You are viewing a plain text version of this content. The canonical link for it is here.
Posted to notifications@superset.apache.org by GitBox <gi...@apache.org> on 2021/06/30 09:26:41 UTC

[GitHub] [superset] ecpbi opened a new issue #15470: Non necessary self join in Area chart query could bring performance issues

ecpbi opened a new issue #15470:
URL: https://github.com/apache/superset/issues/15470


   Hello,
   
   I implemented a relational schema on a 10.5.11 MariaDB database to store the data of my data warehouse and I installed the version 0.999.0dev of Superset (this is what tells me the "About" item of the "Settings" menu).
   
   I just tried the area chart and I noticed the following strange behavior of the query generator. It creates a non needed self join. Here is what I did and what was generated.
   First, I created avirtual SQL dataset from a query that works perfectly well on my DB.
   
   _SELECT
   	va.application_host
   	, va.application_pid
   	, va.application_port
   	, usr.appuserlogin
   	, apps.EventDate
   	, apps.EventTime
   	, vs.service_host
   	, vs.service_pid
   	, vs.service_port
   	, ori.origine_host
   	, ori.origine_pid
   	, ori.origine_port
   	, oc.operation_categorie
   	, oc.operation
   	, oc.WHATSUCCESS
   	, oc.objet_categorie
   	, apps.objet
   	, apps.PERFDATA
   FROM
   	application_supervision AS apps NATURAL
   JOIN appuser AS usr NATURAL
   JOIN v_application AS va NATURAL
   JOIN v_service AS vs NATURAL
   JOIN v_origine AS ori NATURAL
   JOIN objet_categorie AS oc_
   
   Then I used this dataset to create a chart drawing an area chart.
   ![image](https://user-images.githubusercontent.com/84923750/123934062-3787d200-d993-11eb-916f-32a92ae2d2a0.png)
   
   Finaly, I ran the query to get the chart on my screen, that works perfectly, maybe because my tables count a very low number of rows.
   After the rendering of the chart, I look at the query that is generated by the tool and I get the following.

*INFORMATION GIVEN*.
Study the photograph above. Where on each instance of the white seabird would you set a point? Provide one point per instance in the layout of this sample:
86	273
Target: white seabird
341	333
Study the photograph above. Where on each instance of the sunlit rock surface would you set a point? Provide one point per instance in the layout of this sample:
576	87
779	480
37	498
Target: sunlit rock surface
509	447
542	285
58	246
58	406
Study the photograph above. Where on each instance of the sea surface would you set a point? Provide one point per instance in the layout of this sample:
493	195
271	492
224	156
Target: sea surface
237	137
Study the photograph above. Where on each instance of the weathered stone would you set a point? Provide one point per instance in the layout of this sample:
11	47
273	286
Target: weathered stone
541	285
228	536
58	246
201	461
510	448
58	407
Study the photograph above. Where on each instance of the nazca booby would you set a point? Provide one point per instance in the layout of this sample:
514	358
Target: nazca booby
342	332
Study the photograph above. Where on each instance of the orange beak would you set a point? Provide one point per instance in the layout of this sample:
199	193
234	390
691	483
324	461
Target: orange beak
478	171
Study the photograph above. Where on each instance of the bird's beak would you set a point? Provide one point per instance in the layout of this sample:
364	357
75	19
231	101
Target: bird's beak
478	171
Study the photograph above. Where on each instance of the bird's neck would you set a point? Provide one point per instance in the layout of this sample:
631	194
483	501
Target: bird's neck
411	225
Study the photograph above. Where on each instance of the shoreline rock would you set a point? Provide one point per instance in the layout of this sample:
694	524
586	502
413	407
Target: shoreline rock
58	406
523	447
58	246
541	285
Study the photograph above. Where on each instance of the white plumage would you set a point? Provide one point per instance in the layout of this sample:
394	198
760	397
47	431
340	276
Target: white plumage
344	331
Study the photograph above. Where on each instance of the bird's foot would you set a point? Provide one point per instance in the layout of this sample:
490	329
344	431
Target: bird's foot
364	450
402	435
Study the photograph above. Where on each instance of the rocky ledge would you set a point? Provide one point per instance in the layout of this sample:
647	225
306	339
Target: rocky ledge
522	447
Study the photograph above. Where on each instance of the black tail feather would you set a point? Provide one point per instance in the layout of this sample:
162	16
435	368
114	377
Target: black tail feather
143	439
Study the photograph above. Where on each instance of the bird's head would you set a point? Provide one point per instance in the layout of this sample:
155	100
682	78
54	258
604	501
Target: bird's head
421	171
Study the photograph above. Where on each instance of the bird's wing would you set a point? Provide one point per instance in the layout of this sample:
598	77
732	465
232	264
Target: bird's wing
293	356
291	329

*EXERCISE REQUIREMENTS*.
a. Copy the Superset issue text between "I just tried" and "well on my DB.", inclusive.
b. Write the next part of the Superset area chart issue, picking up after its final sentence.

*WRITTEN RESPONSES*.
a.
I just tried the area chart and I noticed the following strange behavior of the query generator. It creates a non needed self join. Here is what I did and what was generated.
   First, I created avirtual SQL dataset from a query that works perfectly well on my DB.

b.
   _SELECT DATE(`EventDate`) AS __timestamp,
          application_host AS application_host,
          application_port AS application_port,
          SUM(PERFDATA) AS `nb transactions`
   FROM
     (SELECT va.application_host ,
             va.application_pid ,
             va.application_port ,
             usr.appuserlogin ,
             apps.EventDate ,
             apps.EventTime ,
             vs.service_host ,
             vs.service_pid ,
             vs.service_port ,
             ori.origine_host ,
             ori.origine_pid ,
             ori.origine_port ,
             oc.operation_categorie ,
             oc.operation ,
             oc.WHATSUCCESS ,
             oc.objet_categorie ,
             apps.objet ,
             apps.PERFDATA
      FROM application_supervision AS apps
      NATURAL
   JOIN appuser AS usr
      NATURAL
   JOIN v_application AS va
      NATURAL
   JOIN v_service AS vs
      NATURAL
   JOIN v_origine AS ori
      NATURAL
   JOIN objet_categorie AS oc) AS virtual_table
   INNER JOIN
     (SELECT application_host AS application_host__,
             application_port AS application_port__,
             SUM(PERFDATA) AS mme_inner__
      FROM
        (SELECT va.application_host ,
                va.application_pid ,
                va.application_port ,
                usr.appuserlogin ,
                apps.EventDate ,
                apps.EventTime ,
                vs.service_host ,
                vs.service_pid ,
                vs.service_port ,
                ori.origine_host ,
                ori.origine_pid ,
                ori.origine_port ,
                oc.operation_categorie ,
                oc.operation ,
                oc.WHATSUCCESS ,
                oc.objet_categorie ,
                apps.objet ,
                apps.PERFDATA
         FROM application_supervision AS apps
         NATURAL
   JOIN appuser AS usr
         NATURAL
   JOIN v_application AS va
         NATURAL
   JOIN v_service AS vs
         NATURAL
   JOIN v_origine AS ori
         NATURAL
   JOIN objet_categorie AS oc) AS virtual_table
      WHERE ((objet_categorie ='Transactions'
              AND application_host like 'fr1btp260%'))
      GROUP BY application_host,
               application_port
      ORDER BY mme_inner__ ASC
      LIMIT 100) AS anon_1 ON application_host = application_host__
   AND application_port = application_port__
   WHERE ((objet_categorie ='Transactions'
           AND application_host like 'fr1btp260%'))
   GROUP BY application_host,
            application_port,
            DATE(`EventDate`)
   LIMIT 10000;
   
   I understand tue definition of the virtual_table derived table, as only a few columns of the dataset are used, but what is the utility of the anon_1 derived table ? This derived table is just useless as I get exactly the same result by simply dropping it from the query. Not only is this self join not usefull, but it has a strong probability to bring performance issuses when the data grow up.
   Maybe this has a purpose, but, from my point of view, this is only a bug.
   
   Regards,


-- 
This is an automated message from the Apache Git Service.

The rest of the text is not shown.